* [WHAT THE TASK REQUIRES]
Reproduce all of the data below verbatim, line for line.

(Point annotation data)
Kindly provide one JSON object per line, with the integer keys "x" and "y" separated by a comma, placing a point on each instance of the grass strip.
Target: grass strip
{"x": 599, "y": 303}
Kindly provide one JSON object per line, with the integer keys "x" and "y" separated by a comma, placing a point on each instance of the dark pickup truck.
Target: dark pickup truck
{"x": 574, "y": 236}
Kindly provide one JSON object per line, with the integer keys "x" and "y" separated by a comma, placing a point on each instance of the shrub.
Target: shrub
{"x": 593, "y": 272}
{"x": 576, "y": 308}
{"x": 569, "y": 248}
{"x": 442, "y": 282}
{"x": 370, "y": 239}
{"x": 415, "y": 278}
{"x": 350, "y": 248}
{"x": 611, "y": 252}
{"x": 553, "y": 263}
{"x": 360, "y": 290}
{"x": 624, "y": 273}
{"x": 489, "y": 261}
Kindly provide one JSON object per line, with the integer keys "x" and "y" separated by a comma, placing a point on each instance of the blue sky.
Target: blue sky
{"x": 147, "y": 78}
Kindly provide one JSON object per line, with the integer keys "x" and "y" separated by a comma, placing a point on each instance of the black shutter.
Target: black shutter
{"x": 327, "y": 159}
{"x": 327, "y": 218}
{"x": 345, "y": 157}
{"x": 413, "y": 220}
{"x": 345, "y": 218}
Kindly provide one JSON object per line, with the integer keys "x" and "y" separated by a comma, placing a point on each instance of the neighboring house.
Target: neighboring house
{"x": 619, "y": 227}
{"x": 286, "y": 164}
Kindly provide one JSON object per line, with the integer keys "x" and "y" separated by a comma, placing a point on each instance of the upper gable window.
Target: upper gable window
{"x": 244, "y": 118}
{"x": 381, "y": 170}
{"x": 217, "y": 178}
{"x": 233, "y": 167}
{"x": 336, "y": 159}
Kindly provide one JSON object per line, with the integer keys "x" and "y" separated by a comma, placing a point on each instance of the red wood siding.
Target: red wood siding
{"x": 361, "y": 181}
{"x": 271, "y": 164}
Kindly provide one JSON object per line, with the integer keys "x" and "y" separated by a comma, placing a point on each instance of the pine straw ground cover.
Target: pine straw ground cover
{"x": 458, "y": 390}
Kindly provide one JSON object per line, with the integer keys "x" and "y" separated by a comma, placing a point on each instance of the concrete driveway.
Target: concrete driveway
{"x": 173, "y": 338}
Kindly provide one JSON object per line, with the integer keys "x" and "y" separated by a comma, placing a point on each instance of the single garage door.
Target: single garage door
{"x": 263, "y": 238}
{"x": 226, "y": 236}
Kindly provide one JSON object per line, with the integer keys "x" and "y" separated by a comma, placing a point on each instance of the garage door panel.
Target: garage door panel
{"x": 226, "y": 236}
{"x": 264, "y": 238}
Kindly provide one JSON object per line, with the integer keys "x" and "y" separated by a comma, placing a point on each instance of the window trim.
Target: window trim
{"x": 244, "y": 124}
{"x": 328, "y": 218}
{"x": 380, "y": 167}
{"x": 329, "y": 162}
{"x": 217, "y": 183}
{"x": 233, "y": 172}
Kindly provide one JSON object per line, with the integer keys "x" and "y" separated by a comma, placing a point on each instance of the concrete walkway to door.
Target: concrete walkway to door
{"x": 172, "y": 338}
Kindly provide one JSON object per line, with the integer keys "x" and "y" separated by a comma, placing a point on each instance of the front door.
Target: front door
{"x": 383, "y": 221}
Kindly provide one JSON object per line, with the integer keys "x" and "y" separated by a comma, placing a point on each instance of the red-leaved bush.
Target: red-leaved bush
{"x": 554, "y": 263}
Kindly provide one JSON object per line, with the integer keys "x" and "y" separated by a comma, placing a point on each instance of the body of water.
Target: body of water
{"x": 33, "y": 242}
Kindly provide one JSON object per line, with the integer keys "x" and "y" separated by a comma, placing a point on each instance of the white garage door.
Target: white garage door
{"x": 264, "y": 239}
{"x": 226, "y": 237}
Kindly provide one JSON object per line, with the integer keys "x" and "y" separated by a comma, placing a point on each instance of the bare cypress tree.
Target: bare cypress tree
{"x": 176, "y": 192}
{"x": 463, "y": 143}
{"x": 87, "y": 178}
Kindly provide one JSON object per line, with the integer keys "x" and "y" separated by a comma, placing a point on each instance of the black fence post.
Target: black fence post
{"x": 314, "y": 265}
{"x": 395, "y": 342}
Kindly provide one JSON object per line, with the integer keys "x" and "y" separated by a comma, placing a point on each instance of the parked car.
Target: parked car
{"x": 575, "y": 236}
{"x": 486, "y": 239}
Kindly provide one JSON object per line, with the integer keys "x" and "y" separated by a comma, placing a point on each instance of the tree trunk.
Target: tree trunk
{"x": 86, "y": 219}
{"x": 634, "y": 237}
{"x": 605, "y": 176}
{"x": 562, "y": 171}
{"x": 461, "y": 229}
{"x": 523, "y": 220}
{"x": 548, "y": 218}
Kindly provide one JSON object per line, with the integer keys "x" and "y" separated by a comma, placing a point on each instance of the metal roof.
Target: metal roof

* [SOLVED EXERCISE]
Kindly provide one JSON object per line, with the integer keys "x" and "y" separated by a comma, placing a point on each instance of the grass strip.
Target: grass strip
{"x": 599, "y": 303}
Kindly provide one JSON object per line, with the integer keys "x" and "y" separated by a comma, placing a point on each instance of the dark pickup truck.
Target: dark pickup truck
{"x": 574, "y": 236}
Kindly provide one JSON object per line, with the integer keys "x" and "y" separated by a comma, placing a point on each instance of the shrub.
Target: shrub
{"x": 593, "y": 272}
{"x": 576, "y": 308}
{"x": 569, "y": 248}
{"x": 442, "y": 282}
{"x": 370, "y": 239}
{"x": 415, "y": 278}
{"x": 350, "y": 248}
{"x": 611, "y": 252}
{"x": 553, "y": 263}
{"x": 360, "y": 290}
{"x": 624, "y": 273}
{"x": 489, "y": 261}
Kindly provide one JSON object per line, with the integer keys "x" and "y" separated by a comma, placing a point on each instance of the blue sky.
Target: blue sky
{"x": 147, "y": 78}
Kindly provide one JSON object per line, with the integer keys "x" and "y" separated by a comma, placing a point on each instance of the black shutter.
Target: black shutter
{"x": 327, "y": 159}
{"x": 327, "y": 218}
{"x": 345, "y": 157}
{"x": 413, "y": 220}
{"x": 345, "y": 218}
Kindly provide one JSON object per line, with the integer keys "x" and "y" separated by a comma, placing a point on each instance of the neighboring house.
Target: neighboring house
{"x": 619, "y": 227}
{"x": 286, "y": 164}
Kindly provide one JSON object per line, with the integer keys "x" and "y" separated by a comma, placing a point on each instance of the upper gable window.
Target: upper gable window
{"x": 244, "y": 118}
{"x": 381, "y": 170}
{"x": 217, "y": 178}
{"x": 233, "y": 167}
{"x": 336, "y": 159}
Kindly provide one JSON object per line, with the integer keys "x" and "y" separated by a comma, placing a point on each instance of the red wood siding.
Target: red wood siding
{"x": 361, "y": 181}
{"x": 271, "y": 164}
Kindly provide one JSON object per line, with the integer keys "x" and "y" separated by a comma, placing a point on each instance of the pine straw ground cover.
Target: pine straw ground cover
{"x": 458, "y": 390}
Kindly provide one JSON object per line, with the integer keys "x" and "y" separated by a comma, placing a point on each instance of the concrete driveway.
Target: concrete driveway
{"x": 173, "y": 338}
Kindly provide one JSON object per line, with the integer keys "x" and "y" separated by a comma, placing a point on each instance of the single garage door.
Target: single garage door
{"x": 263, "y": 238}
{"x": 226, "y": 236}
Kindly provide one JSON object per line, with the integer keys "x" and "y" separated by a comma, placing a point on each instance of the garage door panel.
Target: garage door panel
{"x": 226, "y": 236}
{"x": 264, "y": 238}
Kindly provide one JSON object per line, with the integer keys "x" and "y" separated by a comma, placing a point on each instance of the window trim.
Target: window trim
{"x": 244, "y": 124}
{"x": 328, "y": 218}
{"x": 380, "y": 167}
{"x": 329, "y": 162}
{"x": 217, "y": 183}
{"x": 233, "y": 172}
Kindly provide one JSON object per line, with the integer keys "x" and "y" separated by a comma, placing a point on each instance of the concrete walkway to door.
Target: concrete walkway to door
{"x": 172, "y": 338}
Kindly provide one JSON object per line, with the integer keys "x" and "y" separated by a comma, placing a point on each instance of the front door.
Target: front door
{"x": 383, "y": 221}
Kindly provide one JSON object per line, with the integer keys "x" and "y" separated by a comma, placing a point on each instance of the red-leaved bush.
Target: red-leaved bush
{"x": 554, "y": 263}
Kindly provide one JSON object per line, with the integer keys "x" and "y" separated by a comma, placing a point on each instance of the body of water.
Target: body of water
{"x": 33, "y": 242}
Kindly provide one JSON object per line, with the integer keys "x" and "y" separated by a comma, placing a point on each instance of the white garage door.
Target: white garage door
{"x": 264, "y": 239}
{"x": 226, "y": 237}
Kindly provide one JSON object per line, with the integer keys "x" and "y" separated by a comma, placing a point on each instance of the bare cypress tree.
Target: bare cypress tree
{"x": 176, "y": 192}
{"x": 463, "y": 143}
{"x": 87, "y": 178}
Kindly provide one JSON object per line, with the integer keys "x" and "y" separated by a comma, placing a point on each instance of the black fence post.
Target: black fence post
{"x": 314, "y": 265}
{"x": 395, "y": 342}
Kindly provide one JSON object per line, with the integer keys "x" and "y" separated by a comma, placing a point on each instance of the parked car.
Target: parked car
{"x": 575, "y": 236}
{"x": 486, "y": 239}
Kindly provide one JSON object per line, with the integer keys "x" and "y" separated by a comma, placing a point on each instance of the tree trunk.
Target: tree trunk
{"x": 86, "y": 219}
{"x": 634, "y": 237}
{"x": 605, "y": 176}
{"x": 562, "y": 171}
{"x": 461, "y": 229}
{"x": 523, "y": 220}
{"x": 548, "y": 218}
Kindly provide one JSON object per line, with the integer keys "x" and "y" separated by a comma, placing a point on each instance of the metal roof.
Target: metal roof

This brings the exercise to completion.